— BEGIN TASK DATA —

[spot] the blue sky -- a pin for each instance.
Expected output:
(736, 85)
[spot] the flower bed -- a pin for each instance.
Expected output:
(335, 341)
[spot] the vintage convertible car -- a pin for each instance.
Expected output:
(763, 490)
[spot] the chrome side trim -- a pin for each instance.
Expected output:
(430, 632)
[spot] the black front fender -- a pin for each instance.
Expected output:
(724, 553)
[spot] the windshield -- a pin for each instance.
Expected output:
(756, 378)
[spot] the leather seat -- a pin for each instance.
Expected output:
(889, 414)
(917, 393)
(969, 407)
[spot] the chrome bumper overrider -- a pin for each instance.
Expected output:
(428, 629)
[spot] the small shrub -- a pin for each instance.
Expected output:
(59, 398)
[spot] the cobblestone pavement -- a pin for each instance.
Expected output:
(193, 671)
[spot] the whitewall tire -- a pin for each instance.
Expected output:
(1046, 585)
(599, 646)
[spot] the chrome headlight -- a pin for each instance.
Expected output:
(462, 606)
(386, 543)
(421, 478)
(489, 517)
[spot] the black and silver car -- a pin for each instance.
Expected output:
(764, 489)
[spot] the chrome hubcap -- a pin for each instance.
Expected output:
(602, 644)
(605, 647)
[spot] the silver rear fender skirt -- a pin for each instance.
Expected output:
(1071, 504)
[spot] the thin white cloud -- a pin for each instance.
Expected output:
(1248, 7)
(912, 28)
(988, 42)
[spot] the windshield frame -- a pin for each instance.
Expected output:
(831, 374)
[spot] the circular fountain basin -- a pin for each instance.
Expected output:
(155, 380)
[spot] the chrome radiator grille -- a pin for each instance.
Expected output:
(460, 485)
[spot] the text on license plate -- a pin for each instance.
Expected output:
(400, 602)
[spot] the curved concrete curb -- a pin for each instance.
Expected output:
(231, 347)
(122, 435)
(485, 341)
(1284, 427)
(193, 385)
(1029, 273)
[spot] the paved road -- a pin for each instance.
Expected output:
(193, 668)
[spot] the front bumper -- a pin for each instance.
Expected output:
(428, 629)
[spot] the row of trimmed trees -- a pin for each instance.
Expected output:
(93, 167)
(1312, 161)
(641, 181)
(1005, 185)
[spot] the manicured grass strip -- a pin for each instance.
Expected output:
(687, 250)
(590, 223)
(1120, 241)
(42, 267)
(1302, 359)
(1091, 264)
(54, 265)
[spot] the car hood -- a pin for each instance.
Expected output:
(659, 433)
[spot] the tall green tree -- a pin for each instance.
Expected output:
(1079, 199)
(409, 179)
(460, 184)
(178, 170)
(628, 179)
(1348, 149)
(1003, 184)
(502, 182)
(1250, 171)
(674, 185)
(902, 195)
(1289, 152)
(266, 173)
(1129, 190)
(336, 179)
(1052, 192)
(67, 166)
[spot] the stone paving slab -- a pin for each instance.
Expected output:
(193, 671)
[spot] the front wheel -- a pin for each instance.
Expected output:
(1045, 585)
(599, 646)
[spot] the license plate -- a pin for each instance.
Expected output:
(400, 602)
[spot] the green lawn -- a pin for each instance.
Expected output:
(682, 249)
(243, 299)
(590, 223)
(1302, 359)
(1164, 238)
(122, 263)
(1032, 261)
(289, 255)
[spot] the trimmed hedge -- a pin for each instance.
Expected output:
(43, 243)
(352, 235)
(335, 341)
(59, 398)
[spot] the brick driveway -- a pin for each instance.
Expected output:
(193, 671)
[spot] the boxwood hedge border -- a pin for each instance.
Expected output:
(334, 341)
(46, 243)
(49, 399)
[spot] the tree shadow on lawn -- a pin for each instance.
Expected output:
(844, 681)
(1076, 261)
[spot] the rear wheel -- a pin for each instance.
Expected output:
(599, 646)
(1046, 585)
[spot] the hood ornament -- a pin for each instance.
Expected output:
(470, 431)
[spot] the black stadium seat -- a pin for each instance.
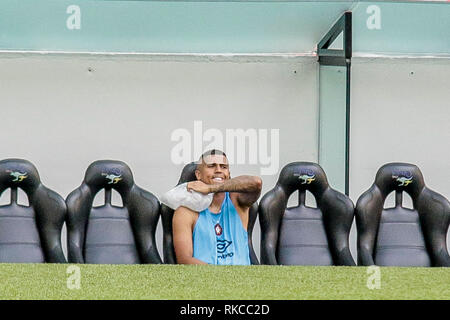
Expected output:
(188, 174)
(29, 234)
(303, 235)
(110, 234)
(400, 236)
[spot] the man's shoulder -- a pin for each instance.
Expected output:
(186, 212)
(234, 198)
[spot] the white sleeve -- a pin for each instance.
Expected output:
(180, 196)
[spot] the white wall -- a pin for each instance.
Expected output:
(61, 116)
(400, 112)
(63, 112)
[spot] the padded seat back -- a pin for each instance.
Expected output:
(188, 174)
(303, 235)
(110, 234)
(302, 238)
(400, 240)
(400, 236)
(29, 234)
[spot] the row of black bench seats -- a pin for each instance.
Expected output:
(298, 235)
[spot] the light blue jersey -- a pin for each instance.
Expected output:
(221, 238)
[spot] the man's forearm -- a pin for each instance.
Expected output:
(239, 184)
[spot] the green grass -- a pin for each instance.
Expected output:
(49, 281)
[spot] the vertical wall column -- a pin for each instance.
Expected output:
(334, 102)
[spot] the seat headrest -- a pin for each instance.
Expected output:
(303, 176)
(399, 177)
(18, 173)
(109, 174)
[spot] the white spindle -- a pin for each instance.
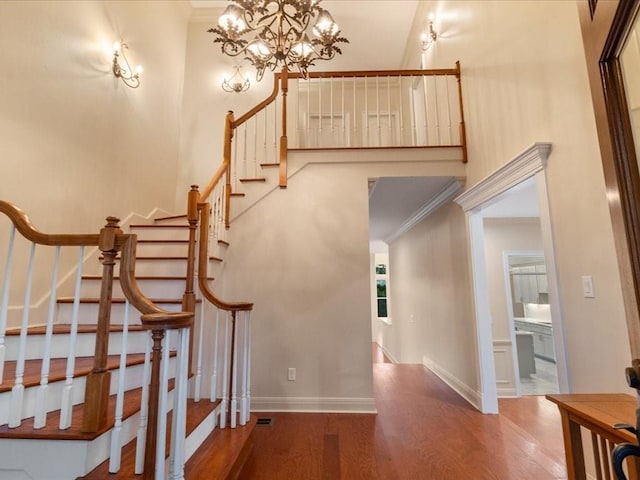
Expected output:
(66, 404)
(402, 140)
(116, 441)
(245, 172)
(391, 142)
(17, 392)
(225, 375)
(426, 110)
(40, 418)
(214, 370)
(234, 375)
(366, 136)
(379, 140)
(449, 111)
(4, 306)
(179, 418)
(244, 402)
(163, 408)
(436, 111)
(355, 116)
(412, 103)
(198, 381)
(144, 409)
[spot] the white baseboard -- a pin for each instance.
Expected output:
(461, 388)
(313, 404)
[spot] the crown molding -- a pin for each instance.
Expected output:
(525, 165)
(449, 191)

— END TASK DATA —

■ PROBLEM DESCRIPTION
Restate the whole listing above exactly, please, omitting every image.

■ THE RESPONSE
[spot] the blue sky -- a pin for each instance.
Expected output:
(736, 85)
[spot] the flower bed -- a pin for each instance.
Expected output:
(335, 341)
[spot] the vintage convertible car -- a pin for each instance.
Expected output:
(763, 490)
[spot] the chrome side trim -- a pin for each instance.
Expected output:
(430, 632)
[spot] the black front fender -- a pin for each instance.
Expected output:
(724, 553)
[spot] the windshield -- a pin for each instance.
Expected output:
(756, 378)
[spot] the leather seat -- a pin for each instance.
Expected output:
(889, 414)
(917, 393)
(969, 407)
[spot] the chrome bumper overrider -- a pin for each instance.
Expected output:
(428, 629)
[spot] the small shrub -- a pin for each instance.
Expected output:
(59, 398)
[spot] the cobblestone pavement -- a pin for each instance.
Expected output:
(193, 671)
[spot] the whitewall tire -- a pin for each instance.
Expected output:
(1046, 585)
(599, 646)
[spot] the chrome headlight -- a pin for each instance.
Expected output:
(462, 606)
(386, 543)
(421, 478)
(489, 517)
[spot] the black and silver car -- a pin for each instance.
Expected output:
(764, 489)
[spot] the chrome hubcap -- a pin for each instance.
Expected output:
(602, 644)
(605, 647)
[spot] the silver rear fender skirt -- a pin for each instance.
Expected output:
(1071, 504)
[spot] the thin white cloud -- a pin for each instance.
Expected output:
(1248, 7)
(912, 28)
(988, 42)
[spot] the windshield frame -- a pin for each instance.
Expected output:
(831, 374)
[spot] the circular fountain basin -- a pin for each instance.
Expected output:
(155, 380)
[spot] the chrome radiator grille -- a pin for each instance.
Expected output:
(460, 485)
[spot] the text on license plate -- a pin for each instance.
Expected output:
(400, 602)
[spot] the curved concrete curb -- a pin for each instance.
Expected output:
(231, 347)
(122, 435)
(485, 341)
(1284, 427)
(193, 385)
(1029, 273)
[spot] the paved road -- a pin for each instance.
Expected output:
(193, 668)
[spot] the front bumper -- a pin for each instance.
Expected output:
(428, 629)
[spot] the row of trimmed trees -- a pin for each instance.
Expected output:
(93, 167)
(1312, 161)
(641, 181)
(1005, 185)
[spot] the manicured grass strip -- a pin for each instance.
Expected output:
(687, 250)
(590, 223)
(1120, 241)
(42, 267)
(1302, 359)
(1091, 264)
(54, 265)
[spot] the car hood -- a pin for each instance.
Expected output:
(659, 433)
[spot] the tall green tree -- a pin for each instance.
Expected output:
(1079, 199)
(409, 179)
(460, 184)
(178, 170)
(628, 179)
(1348, 149)
(1003, 184)
(502, 182)
(1250, 171)
(674, 185)
(902, 195)
(1289, 152)
(266, 173)
(1129, 190)
(336, 179)
(1052, 192)
(67, 166)
[spot] the stone paving slab -- a pin for each instance.
Expected output:
(193, 671)
[spot] the front wheel -- a pin for each instance.
Expected output:
(1045, 585)
(599, 646)
[spot] the license plate -- a pin for each instance.
Expected output:
(400, 602)
[spot] the green lawn -- a pin for each instance.
Expected output:
(682, 249)
(243, 299)
(590, 223)
(1302, 359)
(1164, 238)
(122, 263)
(1032, 261)
(289, 255)
[spot] the trimmed hedge -- a pin for each instance.
Expected output:
(43, 243)
(352, 235)
(335, 341)
(59, 398)
[spot] the brick driveway -- a pin for each instance.
Expected output:
(193, 671)
[spot] the boxwood hedge border -- a pin for each instance.
Expected output:
(334, 341)
(46, 243)
(49, 399)
[spot] the tree shadow on lawn -- a pin for each instance.
Expected output:
(844, 681)
(1076, 261)
[spot] the rear wheel -- a pin for each instance.
Expected output:
(599, 646)
(1046, 585)
[spot] the hood ornament -- a pin for each instance.
Expected output:
(470, 431)
[spot] the black stadium seat -- a pin for each instance.
Expected output:
(188, 174)
(29, 234)
(303, 235)
(110, 234)
(400, 236)
[spot] the man's shoulder -- a pin for each instance.
Expected output:
(186, 212)
(234, 198)
[spot] the white sleeve -- a pin for each instance.
Expected output:
(180, 196)
[spot] the white wall -- a pin for each instance.
Expected output:
(61, 116)
(400, 112)
(63, 112)
[spot] the padded seat back -- a pin for each instance.
Expected output:
(188, 174)
(303, 235)
(110, 234)
(302, 238)
(400, 240)
(400, 236)
(29, 234)
[spot] the row of black bench seats -- a pin for each instance.
Expected output:
(298, 235)
[spot] the light blue jersey -- a pin for each instance.
Expected output:
(221, 238)
[spot] the man's forearm -- a pin for each instance.
Expected output:
(239, 184)
[spot] the green grass -- a pin for each instance.
Expected output:
(49, 281)
[spot] the vertical wall column -- a pin for each instance.
Expected output:
(334, 102)
[spot] the seat headrest -- a pin for each instance.
Expected output:
(303, 176)
(399, 177)
(18, 173)
(109, 174)
[spot] the white spindle -- a pin for each instance.
Expected output:
(66, 404)
(402, 140)
(116, 441)
(245, 172)
(391, 142)
(17, 392)
(225, 375)
(426, 110)
(40, 418)
(214, 370)
(234, 375)
(366, 136)
(379, 140)
(449, 111)
(4, 306)
(179, 418)
(244, 402)
(163, 408)
(436, 111)
(355, 116)
(412, 103)
(198, 381)
(144, 409)
[spot] the white baseboard -- a pin for each instance.
Expected output:
(461, 388)
(313, 404)
[spot] the crown molding -- a pin for each instance.
Expected output:
(525, 165)
(449, 191)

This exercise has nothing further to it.